Reproduce the material below from the line containing "Flashcard Prompt: Where exactly is the port" up to and including the line containing "[395,68,556,278]", with nothing before or after.

• **TASK DATA**:
##########
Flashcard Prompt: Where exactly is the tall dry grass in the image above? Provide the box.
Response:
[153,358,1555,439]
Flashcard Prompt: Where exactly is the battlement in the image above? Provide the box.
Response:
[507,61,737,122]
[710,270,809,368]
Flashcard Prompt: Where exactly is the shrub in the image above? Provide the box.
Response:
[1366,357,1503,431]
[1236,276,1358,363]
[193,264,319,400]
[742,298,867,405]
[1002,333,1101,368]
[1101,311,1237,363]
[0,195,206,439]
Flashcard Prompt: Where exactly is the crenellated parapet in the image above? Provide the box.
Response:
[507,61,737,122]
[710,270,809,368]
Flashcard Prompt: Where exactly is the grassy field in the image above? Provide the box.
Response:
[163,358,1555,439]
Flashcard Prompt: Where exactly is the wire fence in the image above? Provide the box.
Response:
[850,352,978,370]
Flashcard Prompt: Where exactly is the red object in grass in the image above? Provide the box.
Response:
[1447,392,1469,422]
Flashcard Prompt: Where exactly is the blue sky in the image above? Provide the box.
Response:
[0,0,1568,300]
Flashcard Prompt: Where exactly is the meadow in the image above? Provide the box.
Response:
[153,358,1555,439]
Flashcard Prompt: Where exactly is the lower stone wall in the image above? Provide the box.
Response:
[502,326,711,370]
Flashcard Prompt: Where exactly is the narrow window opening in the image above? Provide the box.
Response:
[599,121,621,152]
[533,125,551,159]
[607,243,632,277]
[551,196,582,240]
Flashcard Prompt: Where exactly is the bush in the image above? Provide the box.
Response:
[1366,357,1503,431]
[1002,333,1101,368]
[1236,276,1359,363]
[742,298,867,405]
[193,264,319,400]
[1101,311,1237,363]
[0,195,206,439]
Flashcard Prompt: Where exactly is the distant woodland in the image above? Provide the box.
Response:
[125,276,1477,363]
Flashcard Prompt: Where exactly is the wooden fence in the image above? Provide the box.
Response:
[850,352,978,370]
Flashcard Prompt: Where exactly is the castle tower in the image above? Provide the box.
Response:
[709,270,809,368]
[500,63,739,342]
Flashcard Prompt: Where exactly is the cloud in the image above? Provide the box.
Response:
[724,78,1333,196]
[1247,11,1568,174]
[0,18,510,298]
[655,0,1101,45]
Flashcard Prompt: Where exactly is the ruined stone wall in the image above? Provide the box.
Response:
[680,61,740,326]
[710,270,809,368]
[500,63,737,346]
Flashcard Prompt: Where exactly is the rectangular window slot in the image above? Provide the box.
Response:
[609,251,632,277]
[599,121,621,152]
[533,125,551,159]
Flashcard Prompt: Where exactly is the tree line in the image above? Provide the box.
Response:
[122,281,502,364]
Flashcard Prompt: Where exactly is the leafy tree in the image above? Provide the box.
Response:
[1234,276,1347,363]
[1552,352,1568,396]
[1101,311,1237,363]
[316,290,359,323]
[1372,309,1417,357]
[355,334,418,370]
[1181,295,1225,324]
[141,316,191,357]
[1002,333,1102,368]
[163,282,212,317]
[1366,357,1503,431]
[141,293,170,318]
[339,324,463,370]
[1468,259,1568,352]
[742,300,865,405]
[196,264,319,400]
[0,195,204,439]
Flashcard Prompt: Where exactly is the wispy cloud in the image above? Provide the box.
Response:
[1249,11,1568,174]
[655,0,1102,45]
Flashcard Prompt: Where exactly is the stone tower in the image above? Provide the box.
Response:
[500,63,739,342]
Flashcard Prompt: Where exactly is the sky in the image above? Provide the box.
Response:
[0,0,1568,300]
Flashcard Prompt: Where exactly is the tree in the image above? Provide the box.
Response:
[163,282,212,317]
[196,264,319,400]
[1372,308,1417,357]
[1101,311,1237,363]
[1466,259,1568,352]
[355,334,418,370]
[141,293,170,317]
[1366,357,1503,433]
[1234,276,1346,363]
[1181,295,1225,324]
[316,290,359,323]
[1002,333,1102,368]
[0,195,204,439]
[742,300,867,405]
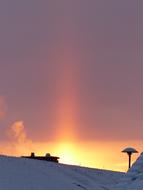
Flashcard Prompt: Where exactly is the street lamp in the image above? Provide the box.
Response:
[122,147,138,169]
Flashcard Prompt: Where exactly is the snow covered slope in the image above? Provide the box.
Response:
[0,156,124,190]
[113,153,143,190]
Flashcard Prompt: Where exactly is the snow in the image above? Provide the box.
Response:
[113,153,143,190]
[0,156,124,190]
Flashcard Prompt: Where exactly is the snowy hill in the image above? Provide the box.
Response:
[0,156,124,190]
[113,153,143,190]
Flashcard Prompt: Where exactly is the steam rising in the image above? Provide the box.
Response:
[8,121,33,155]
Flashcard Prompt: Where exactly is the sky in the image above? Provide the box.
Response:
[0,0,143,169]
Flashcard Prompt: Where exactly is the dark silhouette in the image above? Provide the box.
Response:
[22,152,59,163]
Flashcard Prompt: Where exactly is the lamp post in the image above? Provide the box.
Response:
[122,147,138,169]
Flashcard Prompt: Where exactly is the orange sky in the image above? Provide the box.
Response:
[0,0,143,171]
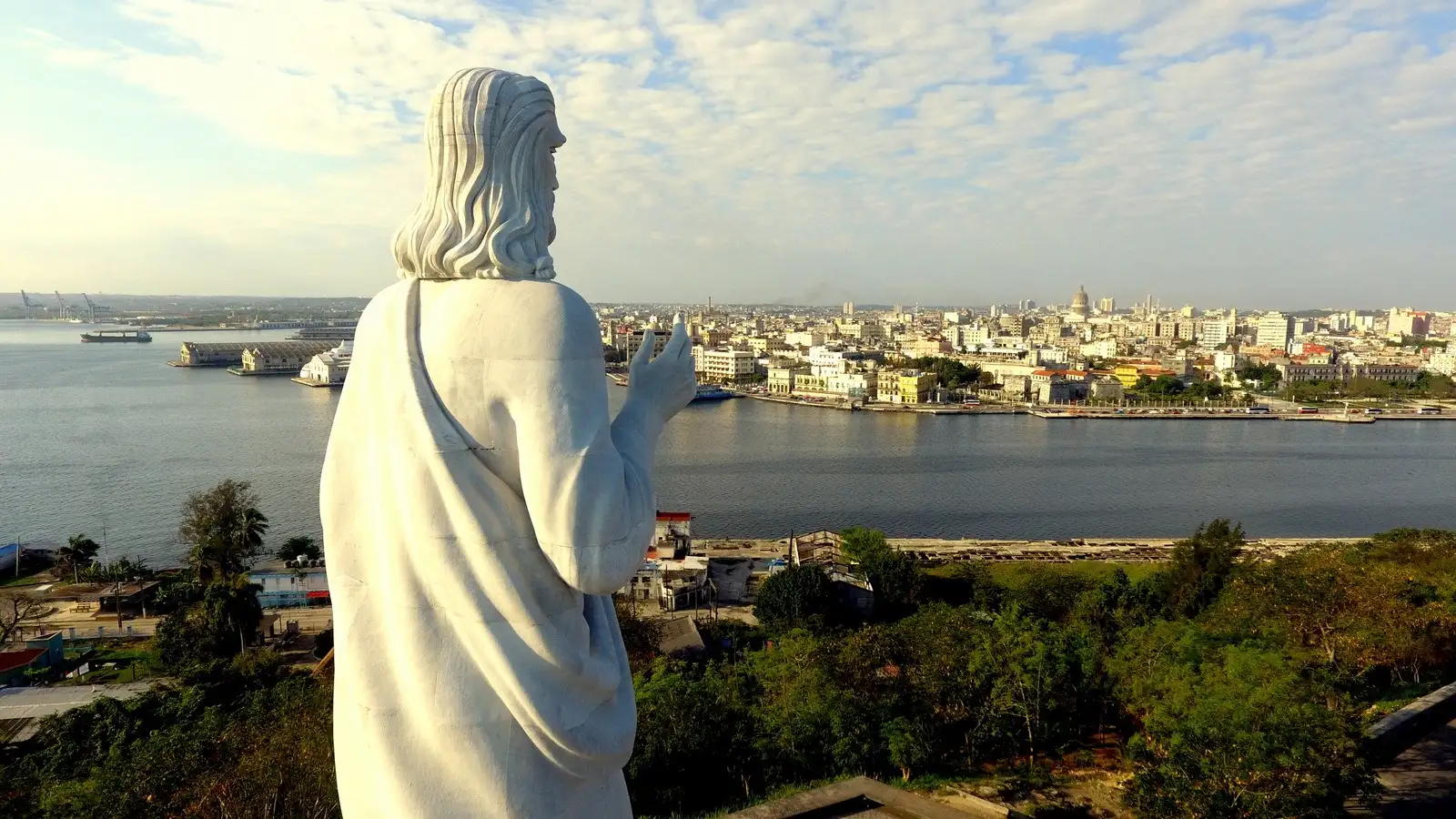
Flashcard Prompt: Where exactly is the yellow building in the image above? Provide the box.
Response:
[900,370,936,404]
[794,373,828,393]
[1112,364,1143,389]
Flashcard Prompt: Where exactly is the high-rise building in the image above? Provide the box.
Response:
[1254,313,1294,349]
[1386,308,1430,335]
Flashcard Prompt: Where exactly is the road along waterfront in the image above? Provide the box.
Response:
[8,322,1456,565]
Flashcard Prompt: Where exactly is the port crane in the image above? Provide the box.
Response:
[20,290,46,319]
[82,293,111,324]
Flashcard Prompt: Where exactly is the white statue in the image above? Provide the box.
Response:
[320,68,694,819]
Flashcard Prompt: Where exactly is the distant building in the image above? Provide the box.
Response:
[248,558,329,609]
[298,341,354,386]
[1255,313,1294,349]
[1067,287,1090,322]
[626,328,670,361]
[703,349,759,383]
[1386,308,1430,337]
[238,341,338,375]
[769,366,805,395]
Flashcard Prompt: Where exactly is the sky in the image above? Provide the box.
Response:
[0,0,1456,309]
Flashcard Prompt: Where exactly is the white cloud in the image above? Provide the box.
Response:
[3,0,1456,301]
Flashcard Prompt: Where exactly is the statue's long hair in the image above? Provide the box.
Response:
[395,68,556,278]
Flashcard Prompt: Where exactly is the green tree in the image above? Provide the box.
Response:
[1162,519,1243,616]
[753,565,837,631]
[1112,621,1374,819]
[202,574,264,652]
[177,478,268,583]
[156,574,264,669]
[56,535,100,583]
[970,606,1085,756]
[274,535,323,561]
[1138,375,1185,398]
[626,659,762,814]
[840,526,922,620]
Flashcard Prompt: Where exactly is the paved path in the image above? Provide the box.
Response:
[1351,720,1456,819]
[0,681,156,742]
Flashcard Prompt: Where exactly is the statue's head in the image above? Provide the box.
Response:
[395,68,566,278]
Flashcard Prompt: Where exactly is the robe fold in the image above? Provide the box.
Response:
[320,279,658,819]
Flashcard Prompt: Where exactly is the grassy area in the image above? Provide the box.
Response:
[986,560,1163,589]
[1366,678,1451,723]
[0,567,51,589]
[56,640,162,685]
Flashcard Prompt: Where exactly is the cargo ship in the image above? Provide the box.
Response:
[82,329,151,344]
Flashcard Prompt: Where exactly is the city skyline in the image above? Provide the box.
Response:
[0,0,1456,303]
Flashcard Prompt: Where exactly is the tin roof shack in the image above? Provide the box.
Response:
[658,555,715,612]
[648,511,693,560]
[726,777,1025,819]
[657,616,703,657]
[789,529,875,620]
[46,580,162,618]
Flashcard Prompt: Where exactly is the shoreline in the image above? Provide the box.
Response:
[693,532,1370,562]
##########
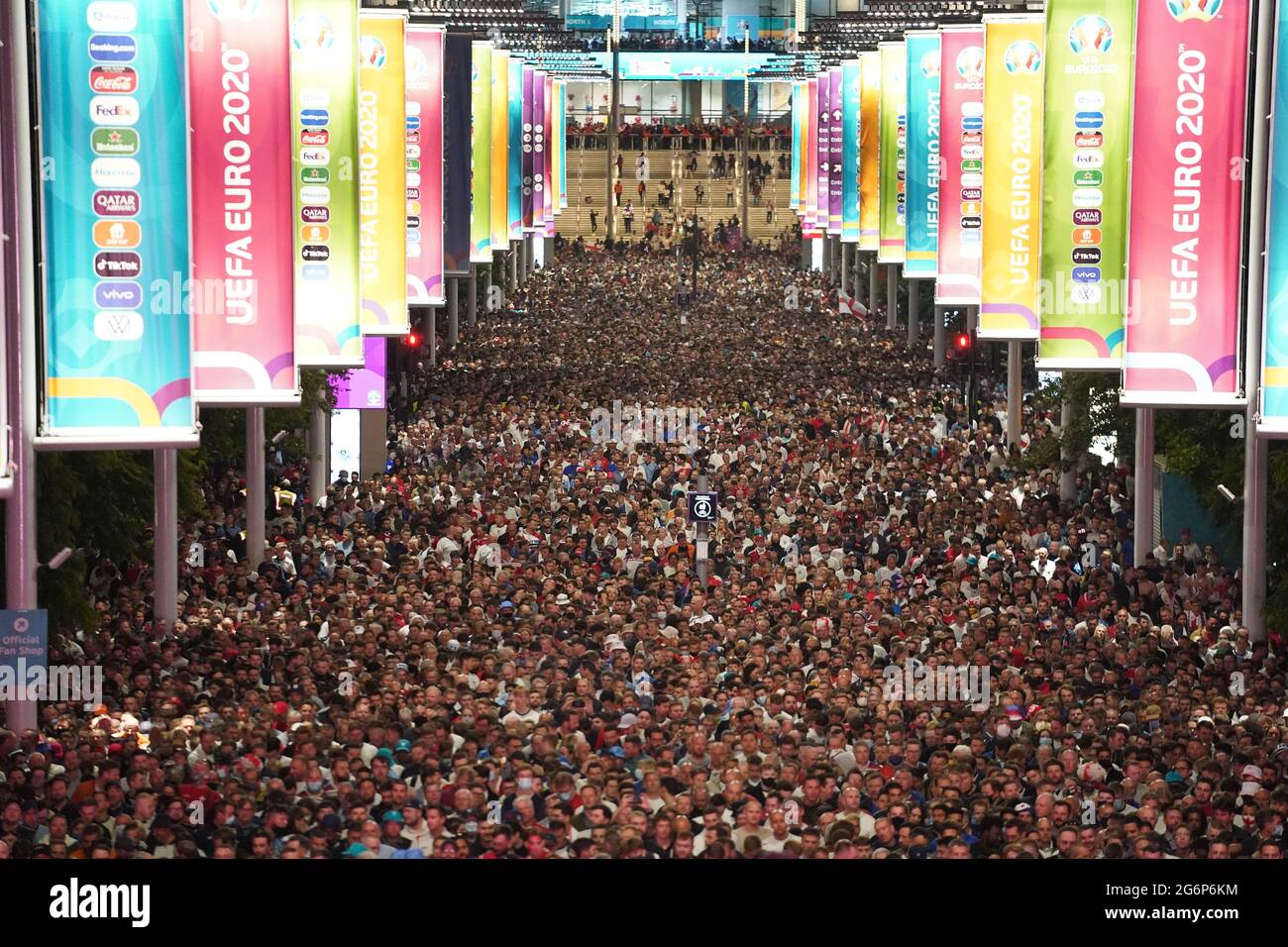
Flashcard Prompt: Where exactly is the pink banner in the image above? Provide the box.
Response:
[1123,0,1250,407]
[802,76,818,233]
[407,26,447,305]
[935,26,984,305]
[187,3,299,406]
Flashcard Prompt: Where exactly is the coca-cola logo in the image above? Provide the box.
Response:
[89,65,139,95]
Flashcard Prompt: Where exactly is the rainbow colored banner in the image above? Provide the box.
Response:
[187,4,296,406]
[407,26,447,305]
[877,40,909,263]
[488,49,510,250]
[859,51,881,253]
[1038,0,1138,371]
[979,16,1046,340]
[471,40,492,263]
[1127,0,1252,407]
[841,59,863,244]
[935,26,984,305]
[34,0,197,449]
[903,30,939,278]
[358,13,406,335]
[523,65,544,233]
##########
• **TASK OUTPUT**:
Flashcard Prompt: Where exactly is the port crane in the image above? Provide the box.
Response:
[20,290,46,319]
[82,293,111,324]
Flashcard Prompt: Where exactly is the white statue in the image above? Provide the box.
Response:
[320,68,694,819]
Flashcard Prompt: Where exactly is the distant building in the image above? Provide the box.
Response:
[248,558,329,609]
[298,341,354,386]
[1255,313,1294,349]
[1067,287,1090,322]
[626,328,670,361]
[703,349,759,383]
[1386,308,1430,337]
[238,341,338,375]
[769,366,805,395]
Flashcard Prompt: Where exactly is the sky in the image above? Provide the box.
Response:
[0,0,1456,309]
Flashcard Prompt: Where exactly is the white cloud in the image above? Provide the box.
Response:
[3,0,1456,301]
Flashcard Prompt: Where exactly is the statue's long hair in the image above? Provide the box.
Response:
[395,68,556,278]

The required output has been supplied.